=== Begin Enclosure ===

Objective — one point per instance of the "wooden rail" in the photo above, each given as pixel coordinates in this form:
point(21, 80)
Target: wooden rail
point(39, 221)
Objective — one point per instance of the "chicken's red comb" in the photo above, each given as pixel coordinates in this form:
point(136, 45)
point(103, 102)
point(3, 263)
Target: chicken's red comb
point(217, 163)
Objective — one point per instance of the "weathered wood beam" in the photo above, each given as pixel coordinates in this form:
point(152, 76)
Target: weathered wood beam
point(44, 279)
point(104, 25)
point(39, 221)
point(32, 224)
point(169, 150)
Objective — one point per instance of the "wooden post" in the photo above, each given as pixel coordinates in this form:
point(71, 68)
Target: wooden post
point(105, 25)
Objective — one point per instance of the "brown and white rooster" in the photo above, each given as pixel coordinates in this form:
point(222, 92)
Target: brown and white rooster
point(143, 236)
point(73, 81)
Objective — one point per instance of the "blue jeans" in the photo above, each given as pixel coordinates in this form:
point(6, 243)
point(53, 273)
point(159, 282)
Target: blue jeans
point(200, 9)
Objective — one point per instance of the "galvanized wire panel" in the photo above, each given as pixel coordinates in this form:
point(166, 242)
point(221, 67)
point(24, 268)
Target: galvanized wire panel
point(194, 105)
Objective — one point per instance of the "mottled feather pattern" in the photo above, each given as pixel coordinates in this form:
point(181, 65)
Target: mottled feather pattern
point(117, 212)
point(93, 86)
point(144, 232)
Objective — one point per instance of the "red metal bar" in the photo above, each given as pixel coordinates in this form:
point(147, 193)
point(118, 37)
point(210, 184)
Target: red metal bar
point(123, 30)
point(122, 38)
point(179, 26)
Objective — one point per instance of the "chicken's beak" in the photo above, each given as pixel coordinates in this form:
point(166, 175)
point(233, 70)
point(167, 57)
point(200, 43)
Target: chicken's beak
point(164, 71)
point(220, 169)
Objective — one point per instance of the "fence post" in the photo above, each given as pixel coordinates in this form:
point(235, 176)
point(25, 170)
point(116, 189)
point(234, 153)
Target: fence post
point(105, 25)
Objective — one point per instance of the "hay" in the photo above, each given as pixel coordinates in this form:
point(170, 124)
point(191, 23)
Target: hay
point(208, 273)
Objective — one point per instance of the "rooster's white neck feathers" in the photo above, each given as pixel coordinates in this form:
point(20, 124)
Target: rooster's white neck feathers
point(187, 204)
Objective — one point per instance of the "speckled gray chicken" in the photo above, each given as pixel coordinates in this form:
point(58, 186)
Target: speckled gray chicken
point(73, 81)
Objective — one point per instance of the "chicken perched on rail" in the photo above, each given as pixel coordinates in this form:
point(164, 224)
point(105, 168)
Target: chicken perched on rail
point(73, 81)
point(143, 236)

=== End Enclosure ===

> **What to work on**
The records must be given again in full, exactly as they were written.

> **Result for this exercise**
Objective — one point per instance of the "wooden rail" in the photo above, each given as pixel coordinates in this form:
point(21, 80)
Target: wooden rail
point(39, 221)
Objective — one point per instance of the "chicken's red comb" in the photo above, each given as pixel coordinates in this form:
point(136, 45)
point(103, 102)
point(3, 263)
Target: chicken's red comb
point(217, 163)
Objective — one point per instance of the "weathered wood beam" in the photo above, each given as pixel coordinates in this form:
point(152, 76)
Target: weathered wood beam
point(44, 279)
point(104, 25)
point(39, 221)
point(32, 224)
point(169, 150)
Objective — one point per instance of the "wooden post" in the photo above, each given as pixel coordinates in this form:
point(71, 68)
Target: wooden post
point(105, 25)
Objective — one point per instance of the "brown and white rooster" in the photo above, each given as pixel coordinates in this form:
point(222, 92)
Target: brown and white rooster
point(143, 236)
point(73, 81)
Objective — one point per instance of the "blue jeans" in the photo above, each given as pixel coordinates in this form:
point(6, 243)
point(53, 273)
point(159, 282)
Target: blue jeans
point(200, 9)
Objective — one point per instance of the "galvanized wire panel" in the photo above, each given as pixel coordinates in this form:
point(166, 242)
point(221, 67)
point(24, 268)
Target: galvanized wire panel
point(194, 105)
Objective — one point per instance of the "mottled feather pattern" in the photo above, each given as pixel coordinates in this form:
point(181, 65)
Target: mottled feather pattern
point(117, 212)
point(93, 86)
point(144, 232)
Objective — one point per instance of the "red metal bar" in the photo above, each given as pixel coordinates in this form:
point(147, 193)
point(118, 37)
point(210, 184)
Target: red metal bar
point(123, 30)
point(122, 38)
point(179, 26)
Objective — one point per instance of the "chicken's beak" in the photo above, each given as pixel coordinates in this form:
point(166, 175)
point(233, 70)
point(167, 57)
point(200, 43)
Target: chicken's beak
point(164, 71)
point(220, 169)
Objective — one point per instance of the "fence post" in the photo above, each given as pixel coordinates in this form:
point(235, 176)
point(25, 170)
point(116, 189)
point(234, 153)
Target: fence post
point(105, 25)
Objective — one point per instance of the "hay" in the photo above, each given as pixel coordinates in this form:
point(170, 124)
point(191, 23)
Target: hay
point(208, 273)
Objective — one point per instance of the "rooster's white neck feathers" in the photo above, each given as pixel coordinates in this form:
point(20, 124)
Target: rooster's white neck feathers
point(187, 204)
Objective — one point per instance of the "speckled gray chicken" in the photo above, each given as pixel coordinates in this form:
point(58, 186)
Target: speckled gray chicken
point(73, 81)
Objective — one point per instance of the "chicken perched on rail" in the photo above, each given as pixel coordinates in this form:
point(164, 224)
point(105, 168)
Target: chicken perched on rail
point(73, 81)
point(143, 236)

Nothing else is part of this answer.